= KUTIPAN DOKUMEN =

■ ■ ■ ■ ■ ■ ■

Kota Jakarta bersih udaranya ketika saat itu pemerintah menerapkan Pembatasan Sosial Berskala Besar (PSBB) pertama saat ada virus Covid 19 di Indonesia.

Sehingga kendaraan berbahan bakar fosil di jalan raya saat itu berkurang, maka dugaan kuat penyebab polusi udara adalah karena adanya peningkatan pergerakan masyarakat dengan menggunakan kendaraan berbahan bakar fosil dan pengoperasian Pembakit Listrik Tenaga Uap (PLTU) yang tidak ramah terhadap lingkungan.

Seperti belum layaknya uji emisi rendah karbon pada bagian pembuang gas emisi pembangkit listrik berbahan fosil tersebut. 

Solusi

Pergerakan trasportasi berbahan bakar fosil semakin meningkat, mengatasinya adalah dengan cara masyarakat harus bertransformasi secara berkala dengan menggunakan transportasi yang ramah lingkungan seperti menggunakan kendaraan bertenaga listrik dan kendaraan masal yang sudah disediakan oleh pemerintah setempat. 

Agar pemakaian kendaraan listrik dilakukan secara efektif dimasyarakat maka pemerintah setempat harus membuat peraturan-peraturan yang strategis untuk ditaati dan dilaksanakan oleh masyarakat seperti pemerintah memberikan solusi terhadap masyarakat yang sudah terlanjur menggunakan trasportasi berbahan bakar fosil agar bisa ditukar tambah dengan kendaraan listrik di dealer asal kendaraan berbahan bakar fosil tersebut. 

Pemerintah harus mendorong dealer penyedia kendaraan yang beroperasi dijalan raya agar menjual kendaraan yang ramah terhadap lingkungan seperti kendaraan bertenaga listrik.

■ ■ ■ ■ ■ ■ ■

= DATA TERCATAT =
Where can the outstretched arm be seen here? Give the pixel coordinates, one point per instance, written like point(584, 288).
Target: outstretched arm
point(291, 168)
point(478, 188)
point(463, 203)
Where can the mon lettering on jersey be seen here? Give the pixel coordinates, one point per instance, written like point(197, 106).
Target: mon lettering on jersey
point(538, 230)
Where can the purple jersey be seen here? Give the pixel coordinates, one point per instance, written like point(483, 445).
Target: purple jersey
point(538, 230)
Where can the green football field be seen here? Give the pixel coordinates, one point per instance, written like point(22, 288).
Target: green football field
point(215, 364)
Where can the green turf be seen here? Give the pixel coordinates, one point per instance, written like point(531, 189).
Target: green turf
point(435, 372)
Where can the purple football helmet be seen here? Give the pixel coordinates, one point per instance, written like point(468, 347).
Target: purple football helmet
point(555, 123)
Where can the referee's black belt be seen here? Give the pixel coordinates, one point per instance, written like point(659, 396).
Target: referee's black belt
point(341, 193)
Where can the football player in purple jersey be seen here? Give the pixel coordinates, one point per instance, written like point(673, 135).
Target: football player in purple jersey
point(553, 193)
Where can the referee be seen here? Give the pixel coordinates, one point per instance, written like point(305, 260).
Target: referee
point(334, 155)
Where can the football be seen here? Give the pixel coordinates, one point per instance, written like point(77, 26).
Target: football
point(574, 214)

■ ■ ■ ■ ■ ■ ■

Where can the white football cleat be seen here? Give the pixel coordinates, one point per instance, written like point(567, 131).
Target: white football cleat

■ ■ ■ ■ ■ ■ ■

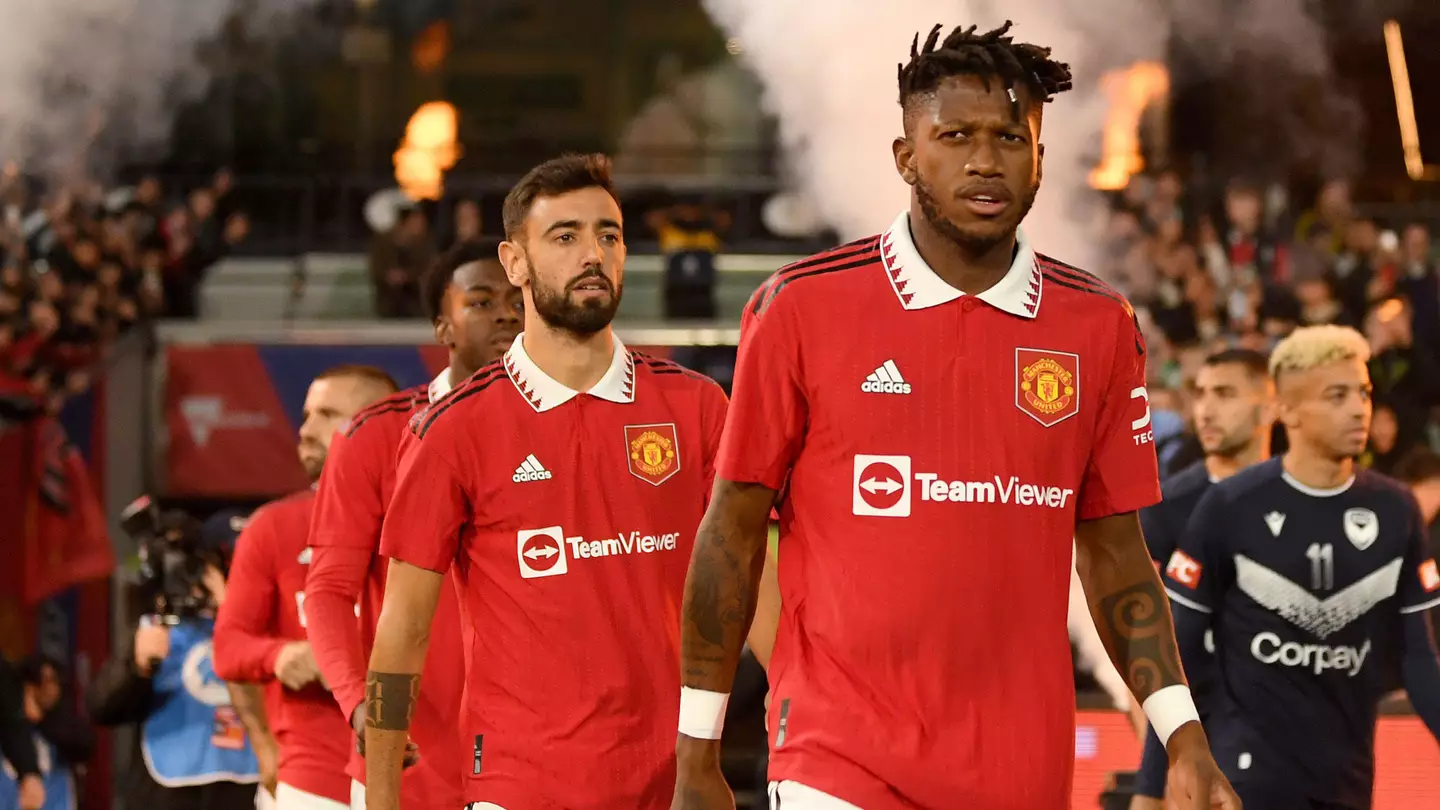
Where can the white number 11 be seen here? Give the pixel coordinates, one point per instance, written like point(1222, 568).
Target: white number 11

■ ■ ■ ■ ■ ■ ■

= TUGAS YANG DIKERJAKAN =
Ringkaslah kutipan dokumen tentang polusi udara Jakarta dalam dua kalimat. Baris-baris data tersebut tidak digunakan dalam latihan ini.

= HASIL LATIHAN =
Udara Jakarta sempat bersih ketika PSBB pertama diterapkan saat ada Covid-19 karena kendaraan berbahan bakar fosil berkurang. Oleh karena itu, polusi diduga kuat disebabkan oleh meningkatnya pergerakan masyarakat dengan kendaraan tersebut dan oleh pengoperasian PLTU yang tidak ramah lingkungan, sehingga masyarakat perlu beralih ke kendaraan listrik dan kendaraan massal, sedangkan pemerintah harus membuat peraturan strategis seperti tukar tambah di dealer dan mendorong dealer menjual kendaraan ramah lingkungan.